─── Text shown

Amendment 105 is very straightforward. I do not understand the need for the sub-paragraph that I want to take out. It gives the Secretary of State power to make regulations about the procedure for preparing a local scheme for council tax reliefs. The Government seem determined to get right down into minute detail controlling local authorities. I wonder why this is necessary. When rereading the Hansard report of when I moved this in Committee, I found that my noble friend said that the amendment would,

“remove the default scheme from the Bill altogether”.—[Official Report, 19/7/12; col. GC 176.]

None of us can begin to understand why that should be so. This is nothing whatever to do with the default scheme. It is simply a question of the Government wanting to have regulations to tell local authorities the procedure for introducing a scheme or an amendment. I do not understand that.

Amendment 106 is slightly more complex and may take me a moment or two longer. The sub-paragraphs on page 62 of the Bill require local authorities wanting to make revisions to the local scheme or to replace it to do so by 31 January in the preceding year. This is another amendment that I moved in Grand Committee. We were trying to understand whether the Government had considered the impact of the proposed legislation on the local authority budget and council tax setting process, particularly when there is a procedure under the Localism Act whereby an excessive increase in council tax can be the subject of a referendum.

──────
─── Exercise data

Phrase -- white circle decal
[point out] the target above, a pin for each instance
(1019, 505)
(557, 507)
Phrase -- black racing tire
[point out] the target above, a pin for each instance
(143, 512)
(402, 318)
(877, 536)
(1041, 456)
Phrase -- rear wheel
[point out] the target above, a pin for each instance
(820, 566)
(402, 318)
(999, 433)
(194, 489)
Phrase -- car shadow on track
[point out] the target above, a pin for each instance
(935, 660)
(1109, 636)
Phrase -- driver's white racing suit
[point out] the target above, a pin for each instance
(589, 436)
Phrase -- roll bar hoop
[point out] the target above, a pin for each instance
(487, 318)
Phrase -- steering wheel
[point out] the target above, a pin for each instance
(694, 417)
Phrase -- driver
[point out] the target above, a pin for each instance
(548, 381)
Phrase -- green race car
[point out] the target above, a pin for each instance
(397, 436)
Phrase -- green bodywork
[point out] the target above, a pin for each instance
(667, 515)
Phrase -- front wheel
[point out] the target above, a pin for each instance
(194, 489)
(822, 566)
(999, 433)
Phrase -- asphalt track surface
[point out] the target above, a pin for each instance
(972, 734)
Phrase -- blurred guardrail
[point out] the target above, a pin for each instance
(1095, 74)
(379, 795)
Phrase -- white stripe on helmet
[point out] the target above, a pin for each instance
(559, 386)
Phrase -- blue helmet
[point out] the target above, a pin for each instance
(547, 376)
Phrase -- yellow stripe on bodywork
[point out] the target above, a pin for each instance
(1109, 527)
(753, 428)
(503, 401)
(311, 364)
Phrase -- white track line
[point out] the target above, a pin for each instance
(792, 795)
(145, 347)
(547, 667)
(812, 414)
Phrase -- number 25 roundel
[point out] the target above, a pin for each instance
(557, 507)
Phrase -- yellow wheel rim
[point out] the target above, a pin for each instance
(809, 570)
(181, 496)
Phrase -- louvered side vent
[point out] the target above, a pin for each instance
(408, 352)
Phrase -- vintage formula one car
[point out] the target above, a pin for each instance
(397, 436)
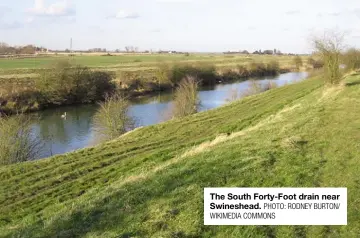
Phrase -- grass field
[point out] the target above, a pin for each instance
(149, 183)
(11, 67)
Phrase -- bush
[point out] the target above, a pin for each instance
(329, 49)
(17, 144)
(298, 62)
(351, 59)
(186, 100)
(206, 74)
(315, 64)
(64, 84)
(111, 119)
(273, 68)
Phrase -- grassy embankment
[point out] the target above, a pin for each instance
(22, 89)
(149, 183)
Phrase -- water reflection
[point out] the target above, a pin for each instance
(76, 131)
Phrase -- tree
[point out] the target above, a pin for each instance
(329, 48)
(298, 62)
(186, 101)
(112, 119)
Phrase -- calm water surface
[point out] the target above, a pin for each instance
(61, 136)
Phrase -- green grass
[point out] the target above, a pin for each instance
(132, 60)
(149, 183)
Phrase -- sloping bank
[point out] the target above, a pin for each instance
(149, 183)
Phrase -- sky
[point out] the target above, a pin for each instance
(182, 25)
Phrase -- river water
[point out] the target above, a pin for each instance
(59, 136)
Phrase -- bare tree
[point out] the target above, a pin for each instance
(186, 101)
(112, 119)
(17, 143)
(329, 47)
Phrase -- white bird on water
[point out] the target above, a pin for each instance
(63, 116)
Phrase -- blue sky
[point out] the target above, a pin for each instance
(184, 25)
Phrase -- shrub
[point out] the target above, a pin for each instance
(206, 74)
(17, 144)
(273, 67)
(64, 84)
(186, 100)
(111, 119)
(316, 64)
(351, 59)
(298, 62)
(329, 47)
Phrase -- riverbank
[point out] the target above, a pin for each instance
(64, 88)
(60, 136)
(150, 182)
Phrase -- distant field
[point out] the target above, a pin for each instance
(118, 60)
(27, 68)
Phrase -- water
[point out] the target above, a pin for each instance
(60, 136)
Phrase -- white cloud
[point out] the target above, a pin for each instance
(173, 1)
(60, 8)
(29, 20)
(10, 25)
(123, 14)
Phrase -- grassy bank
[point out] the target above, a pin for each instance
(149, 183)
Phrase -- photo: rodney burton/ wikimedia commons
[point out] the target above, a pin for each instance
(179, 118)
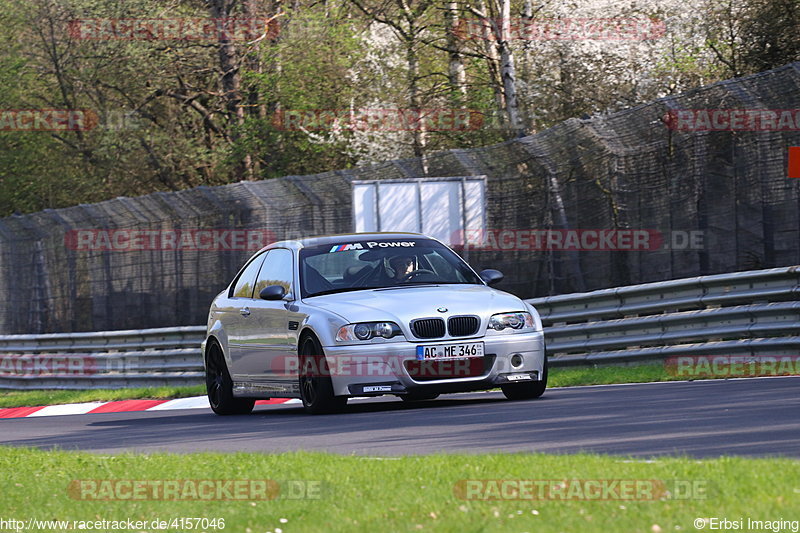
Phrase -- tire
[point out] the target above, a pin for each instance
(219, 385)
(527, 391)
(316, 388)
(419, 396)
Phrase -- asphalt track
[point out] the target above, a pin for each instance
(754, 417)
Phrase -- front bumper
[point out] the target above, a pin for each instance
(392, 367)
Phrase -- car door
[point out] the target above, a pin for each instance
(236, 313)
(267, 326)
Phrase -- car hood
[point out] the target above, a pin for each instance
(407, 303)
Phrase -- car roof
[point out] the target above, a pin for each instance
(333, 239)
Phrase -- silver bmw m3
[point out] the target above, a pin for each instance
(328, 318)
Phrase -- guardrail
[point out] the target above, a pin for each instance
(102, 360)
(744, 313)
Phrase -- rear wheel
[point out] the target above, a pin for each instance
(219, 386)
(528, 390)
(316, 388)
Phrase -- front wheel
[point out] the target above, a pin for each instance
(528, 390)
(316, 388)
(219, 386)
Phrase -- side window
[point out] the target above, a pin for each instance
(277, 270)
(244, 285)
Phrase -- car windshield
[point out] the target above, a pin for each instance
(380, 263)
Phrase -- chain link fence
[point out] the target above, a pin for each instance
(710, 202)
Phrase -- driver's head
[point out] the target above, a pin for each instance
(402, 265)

──────
─── Exercise data

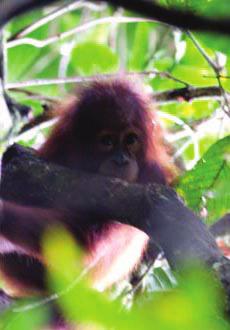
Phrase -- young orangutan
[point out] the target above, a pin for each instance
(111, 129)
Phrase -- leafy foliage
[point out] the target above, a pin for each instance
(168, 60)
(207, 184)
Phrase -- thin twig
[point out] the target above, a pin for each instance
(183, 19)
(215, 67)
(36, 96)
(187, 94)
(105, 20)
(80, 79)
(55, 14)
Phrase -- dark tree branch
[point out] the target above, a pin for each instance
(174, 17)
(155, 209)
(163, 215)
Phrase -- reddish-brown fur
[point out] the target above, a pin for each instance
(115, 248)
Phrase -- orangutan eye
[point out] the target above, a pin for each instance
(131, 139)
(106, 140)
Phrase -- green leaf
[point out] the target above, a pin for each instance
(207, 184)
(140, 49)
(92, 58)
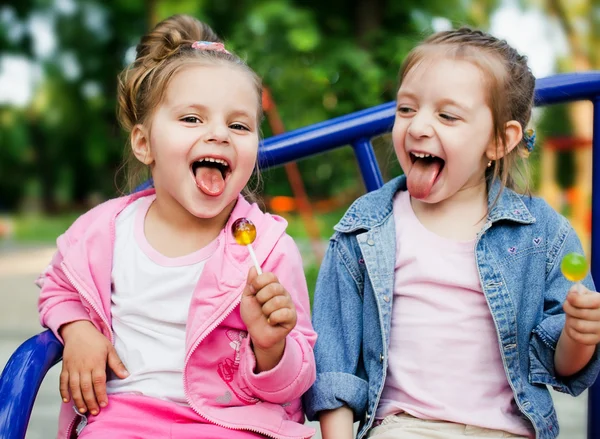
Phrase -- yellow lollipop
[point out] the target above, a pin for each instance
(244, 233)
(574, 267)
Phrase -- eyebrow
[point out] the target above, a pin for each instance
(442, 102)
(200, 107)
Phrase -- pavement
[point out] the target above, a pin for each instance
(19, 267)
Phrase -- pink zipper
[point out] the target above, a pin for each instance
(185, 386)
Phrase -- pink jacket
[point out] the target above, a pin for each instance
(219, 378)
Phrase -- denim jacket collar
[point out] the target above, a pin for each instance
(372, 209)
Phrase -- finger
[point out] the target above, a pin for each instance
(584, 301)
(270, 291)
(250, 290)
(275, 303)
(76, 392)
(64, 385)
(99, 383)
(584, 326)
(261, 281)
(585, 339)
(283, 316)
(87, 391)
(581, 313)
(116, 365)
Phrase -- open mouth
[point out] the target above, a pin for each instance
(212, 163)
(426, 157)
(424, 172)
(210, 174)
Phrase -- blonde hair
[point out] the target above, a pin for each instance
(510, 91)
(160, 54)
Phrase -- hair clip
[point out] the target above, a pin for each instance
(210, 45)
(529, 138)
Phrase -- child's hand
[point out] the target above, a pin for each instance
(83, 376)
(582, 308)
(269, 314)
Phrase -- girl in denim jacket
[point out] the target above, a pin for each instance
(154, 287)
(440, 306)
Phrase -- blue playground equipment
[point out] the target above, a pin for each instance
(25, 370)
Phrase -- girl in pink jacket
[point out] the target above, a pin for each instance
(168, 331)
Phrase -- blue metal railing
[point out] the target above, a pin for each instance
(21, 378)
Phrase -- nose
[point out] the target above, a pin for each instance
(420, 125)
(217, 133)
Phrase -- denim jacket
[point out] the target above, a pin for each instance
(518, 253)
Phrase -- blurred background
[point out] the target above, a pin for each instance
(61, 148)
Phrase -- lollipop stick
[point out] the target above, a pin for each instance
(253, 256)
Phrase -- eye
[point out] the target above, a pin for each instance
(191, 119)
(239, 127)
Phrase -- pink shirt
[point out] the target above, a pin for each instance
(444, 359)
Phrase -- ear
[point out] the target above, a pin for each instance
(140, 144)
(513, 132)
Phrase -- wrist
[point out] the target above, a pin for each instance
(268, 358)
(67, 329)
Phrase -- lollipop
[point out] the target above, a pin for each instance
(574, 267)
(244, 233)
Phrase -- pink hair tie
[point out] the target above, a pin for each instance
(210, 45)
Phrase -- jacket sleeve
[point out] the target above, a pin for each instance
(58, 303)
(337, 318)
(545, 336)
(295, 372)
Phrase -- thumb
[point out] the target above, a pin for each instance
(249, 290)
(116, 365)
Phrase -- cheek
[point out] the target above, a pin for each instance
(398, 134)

──────
─── Exercise data

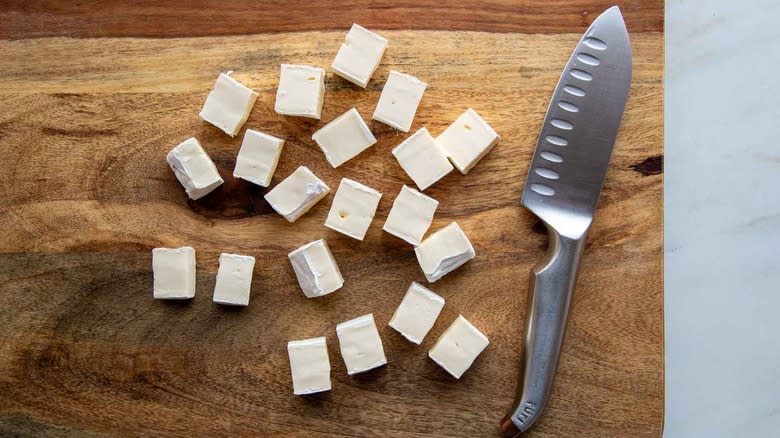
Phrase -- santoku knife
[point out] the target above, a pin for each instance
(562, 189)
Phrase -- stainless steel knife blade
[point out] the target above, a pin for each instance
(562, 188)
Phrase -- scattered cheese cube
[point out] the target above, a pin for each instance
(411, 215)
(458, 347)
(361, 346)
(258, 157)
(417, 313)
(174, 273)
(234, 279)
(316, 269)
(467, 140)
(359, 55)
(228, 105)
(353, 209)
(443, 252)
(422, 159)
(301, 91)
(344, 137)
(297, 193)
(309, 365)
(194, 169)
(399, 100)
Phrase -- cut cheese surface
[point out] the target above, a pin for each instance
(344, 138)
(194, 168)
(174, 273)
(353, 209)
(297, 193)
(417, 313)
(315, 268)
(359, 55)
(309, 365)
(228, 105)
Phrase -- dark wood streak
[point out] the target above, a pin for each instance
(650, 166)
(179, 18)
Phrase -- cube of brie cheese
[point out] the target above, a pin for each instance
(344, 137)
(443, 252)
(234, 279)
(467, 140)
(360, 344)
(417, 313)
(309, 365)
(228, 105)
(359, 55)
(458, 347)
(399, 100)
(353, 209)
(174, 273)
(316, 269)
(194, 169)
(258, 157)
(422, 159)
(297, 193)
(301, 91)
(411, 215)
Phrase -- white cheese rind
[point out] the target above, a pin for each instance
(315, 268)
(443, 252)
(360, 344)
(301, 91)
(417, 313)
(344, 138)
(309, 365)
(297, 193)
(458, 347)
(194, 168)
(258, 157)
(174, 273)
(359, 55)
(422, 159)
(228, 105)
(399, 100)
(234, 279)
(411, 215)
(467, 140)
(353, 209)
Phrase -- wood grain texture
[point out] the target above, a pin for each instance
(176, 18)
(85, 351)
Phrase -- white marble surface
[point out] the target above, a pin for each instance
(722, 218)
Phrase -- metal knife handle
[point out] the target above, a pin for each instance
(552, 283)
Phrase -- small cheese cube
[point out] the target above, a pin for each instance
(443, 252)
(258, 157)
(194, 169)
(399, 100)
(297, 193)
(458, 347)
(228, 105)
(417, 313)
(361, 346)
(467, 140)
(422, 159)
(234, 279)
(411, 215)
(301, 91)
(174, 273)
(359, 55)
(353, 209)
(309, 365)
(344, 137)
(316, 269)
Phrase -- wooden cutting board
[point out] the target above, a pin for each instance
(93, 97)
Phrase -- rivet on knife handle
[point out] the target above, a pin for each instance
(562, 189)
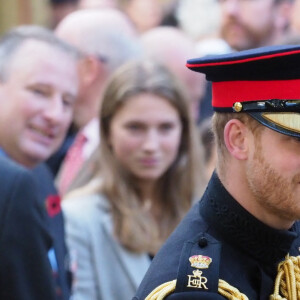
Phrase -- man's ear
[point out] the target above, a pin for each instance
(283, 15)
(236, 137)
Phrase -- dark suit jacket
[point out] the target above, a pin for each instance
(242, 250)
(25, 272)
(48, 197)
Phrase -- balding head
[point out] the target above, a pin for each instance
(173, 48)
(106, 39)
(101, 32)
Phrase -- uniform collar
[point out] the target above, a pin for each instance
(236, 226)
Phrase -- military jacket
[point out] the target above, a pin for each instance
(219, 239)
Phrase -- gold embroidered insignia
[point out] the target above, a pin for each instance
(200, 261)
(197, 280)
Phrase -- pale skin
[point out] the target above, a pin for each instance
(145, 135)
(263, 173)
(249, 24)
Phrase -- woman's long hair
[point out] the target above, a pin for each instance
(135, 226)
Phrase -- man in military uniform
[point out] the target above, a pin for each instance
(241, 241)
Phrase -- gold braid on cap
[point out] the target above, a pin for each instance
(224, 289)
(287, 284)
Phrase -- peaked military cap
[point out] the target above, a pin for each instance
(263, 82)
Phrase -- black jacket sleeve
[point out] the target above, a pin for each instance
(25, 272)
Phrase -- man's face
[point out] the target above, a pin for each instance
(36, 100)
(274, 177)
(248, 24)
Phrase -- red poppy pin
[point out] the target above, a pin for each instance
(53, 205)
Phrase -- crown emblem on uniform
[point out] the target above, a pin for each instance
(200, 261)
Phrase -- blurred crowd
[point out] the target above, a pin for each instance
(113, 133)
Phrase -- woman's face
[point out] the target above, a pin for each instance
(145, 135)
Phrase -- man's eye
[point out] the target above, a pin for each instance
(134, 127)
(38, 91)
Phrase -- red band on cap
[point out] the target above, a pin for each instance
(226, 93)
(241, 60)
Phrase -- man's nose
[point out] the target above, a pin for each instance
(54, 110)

──────

_Problems to work on_:
**A.** According to the speech on council tax reliefs, by what date must local authorities make revisions to or replace the local scheme?
**B.** Locate each line in the entries that contains the word "orangutan", and copy those lines.

_Completed exercise_:
**A.** By 31 January in the preceding year.

**B.**
Phrase -- young orangutan
Phrase -- orangutan eye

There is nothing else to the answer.